# TASKS TO PERFORM
a) Using the gondh article, answer these:
(i) In India, which tree is edible gum sourced primarily from?
(ii) About how much additional fluid do nursing mothers lose in a day as breast milk?
(iii) Which two nutrients is gondh said to be rich in?
b) Write out the stretch of the gondh article from "Benefits of Gondh" through "Why Gondh Ladoos?", copying it word for word.

# DOCUMENT EXCERPT
════

Gondh or edible gum has long been used as a binding and a thickening agent by the food and pharmaceutical industry. It is also used as an emulsifier, stabilizer and as a texturant additive. The ingredient is commonly used in bakery items, beauty products, fizzy energy drinks, ice creams, et cetera. Gondh's culinary exploits are not unheard of. It is chiefly used in winters owing to its warm properties and calorific character. The consumption of ladoos made of gondh is chiefly consumed during winters to provide additional calories to the body. Pregnant and lactating mothers as well as those recovering from some illness are also recommended to consume gondh ladoos for speedy recovery and optimum nutrition.

ghondh

Gondh ladoo

Benefits of Gondh



"Gondh is widely used in Ayurvedic preparations and is great for boosting immunity, stamina and health. It is most popularly known to treat weakness and male fertility issues. In India, edible gum is sourced primarily from Babool (keekar) which is a member of the acacia family. Babool is excellent for boosting energy and gondh which is its byproduct is beneficial for people with a weak nervous system, anxiety and depression, piles and low vitamin D levels," noted Yoga and Ayurveda expert Yogi Anoop from Mediyoga. Gondh works wonders as a skin-care agent. You can begin by soaking gondh crystals in water overnight and add ingredients like egg white, almond powder and milk to form a nourishing paste.

Why Gondh Ladoos?



Apart from using it in making heartwarming ladoos, gondh crystals can also be dried and powdered to make churans and kadhas to boost health. One of the reasons why gondh is chiefly worked into ladoos is because just one of those calorific and nutrition packed roundels would give a nutrition boost required for the day. Pregnant and lactating women need that extra nutritional boost. Nursing mothers lose close to 700ml of additional fluid in a day in the form of breast milk. Breastfeeding burns energy which needs replenishing; all these reasons make gondh ladoos ideal for expecting and nursing mothers. Those who are trying to gain weight or recover from an ailment or an injury should also include gondh ladoos in their regular diet, however these must be consumed in moderation owing to their high calorie content.



"Gondh is also excellent for people with lung-related issues, weakness and fatigue. It is rich in calcium and protein. It also helps in increasing breast milk production. Goat and camel milk is believed to be highly nutritious, and both these animals feed chiefly on babool which gives out gondh." concluded Yogi Anoop.

════

# DATASET ENTRIES

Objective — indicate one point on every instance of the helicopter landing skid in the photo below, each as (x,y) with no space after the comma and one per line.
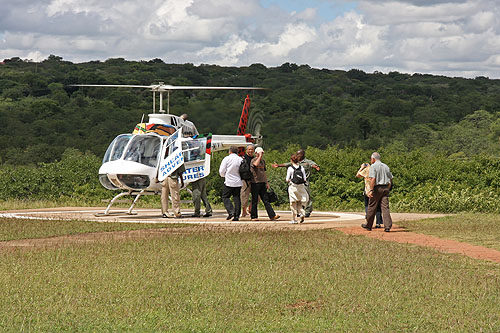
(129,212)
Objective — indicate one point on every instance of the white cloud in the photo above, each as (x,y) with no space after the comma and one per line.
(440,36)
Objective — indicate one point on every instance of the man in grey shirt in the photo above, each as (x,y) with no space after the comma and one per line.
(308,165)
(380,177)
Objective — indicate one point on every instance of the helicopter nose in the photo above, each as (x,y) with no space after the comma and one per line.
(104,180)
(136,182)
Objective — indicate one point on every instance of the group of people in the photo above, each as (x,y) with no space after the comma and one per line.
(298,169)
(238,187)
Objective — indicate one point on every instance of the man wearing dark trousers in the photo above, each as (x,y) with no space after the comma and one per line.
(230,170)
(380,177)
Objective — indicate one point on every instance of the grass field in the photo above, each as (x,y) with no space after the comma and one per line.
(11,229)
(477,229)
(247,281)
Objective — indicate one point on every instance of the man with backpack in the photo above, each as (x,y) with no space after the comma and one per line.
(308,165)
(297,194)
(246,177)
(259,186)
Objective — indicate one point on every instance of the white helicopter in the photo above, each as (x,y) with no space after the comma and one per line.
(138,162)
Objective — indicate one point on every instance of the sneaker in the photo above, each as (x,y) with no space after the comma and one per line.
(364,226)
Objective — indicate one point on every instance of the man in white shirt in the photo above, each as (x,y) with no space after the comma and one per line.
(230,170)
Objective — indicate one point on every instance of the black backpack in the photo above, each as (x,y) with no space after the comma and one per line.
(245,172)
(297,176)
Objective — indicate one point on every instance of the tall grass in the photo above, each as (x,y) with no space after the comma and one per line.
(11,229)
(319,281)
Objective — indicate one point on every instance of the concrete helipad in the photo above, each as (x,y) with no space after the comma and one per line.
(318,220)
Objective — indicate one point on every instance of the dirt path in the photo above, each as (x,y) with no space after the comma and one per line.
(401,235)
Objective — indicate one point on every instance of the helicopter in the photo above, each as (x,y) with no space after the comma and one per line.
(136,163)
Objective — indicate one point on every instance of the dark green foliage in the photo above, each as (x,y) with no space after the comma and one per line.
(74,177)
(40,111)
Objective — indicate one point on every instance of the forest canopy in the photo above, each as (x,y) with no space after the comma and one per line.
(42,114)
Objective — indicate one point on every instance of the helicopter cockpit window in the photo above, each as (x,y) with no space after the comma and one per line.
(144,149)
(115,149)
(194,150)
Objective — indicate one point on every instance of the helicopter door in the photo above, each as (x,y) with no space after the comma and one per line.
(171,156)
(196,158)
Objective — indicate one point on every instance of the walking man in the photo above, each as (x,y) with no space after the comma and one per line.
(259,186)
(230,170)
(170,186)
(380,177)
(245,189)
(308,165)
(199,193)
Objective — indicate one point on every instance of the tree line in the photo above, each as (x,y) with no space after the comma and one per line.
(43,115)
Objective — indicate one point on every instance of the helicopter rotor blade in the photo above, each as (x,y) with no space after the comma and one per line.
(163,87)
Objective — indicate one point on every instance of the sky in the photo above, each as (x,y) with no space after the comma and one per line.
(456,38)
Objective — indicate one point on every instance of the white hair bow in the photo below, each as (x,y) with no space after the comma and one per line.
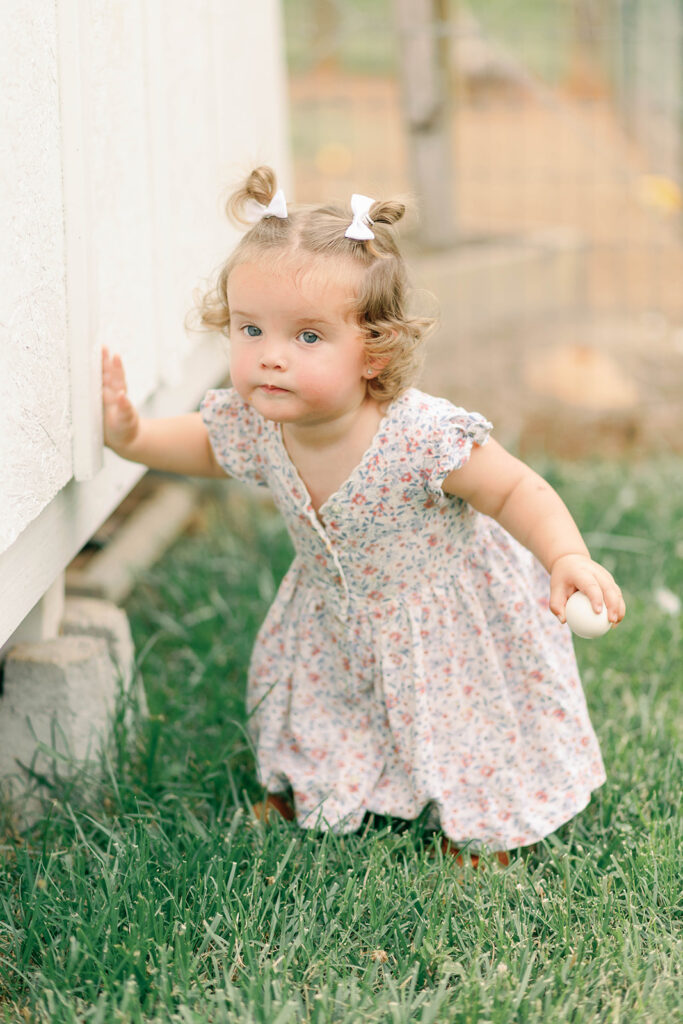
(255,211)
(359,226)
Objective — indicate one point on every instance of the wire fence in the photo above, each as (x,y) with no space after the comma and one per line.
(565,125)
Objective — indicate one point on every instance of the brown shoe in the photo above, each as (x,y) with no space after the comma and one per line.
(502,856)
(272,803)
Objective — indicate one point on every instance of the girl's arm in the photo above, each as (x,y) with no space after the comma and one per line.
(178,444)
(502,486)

════

# ANSWERS TO THE EXERCISES
a)
(i) Babool (keekar), a member of the acacia family
(ii) Close to 700ml
(iii) Calcium and protein

b)
Benefits of Gondh



"Gondh is widely used in Ayurvedic preparations and is great for boosting immunity, stamina and health. It is most popularly known to treat weakness and male fertility issues. In India, edible gum is sourced primarily from Babool (keekar) which is a member of the acacia family. Babool is excellent for boosting energy and gondh which is its byproduct is beneficial for people with a weak nervous system, anxiety and depression, piles and low vitamin D levels," noted Yoga and Ayurveda expert Yogi Anoop from Mediyoga. Gondh works wonders as a skin-care agent. You can begin by soaking gondh crystals in water overnight and add ingredients like egg white, almond powder and milk to form a nourishing paste.

Why Gondh Ladoos?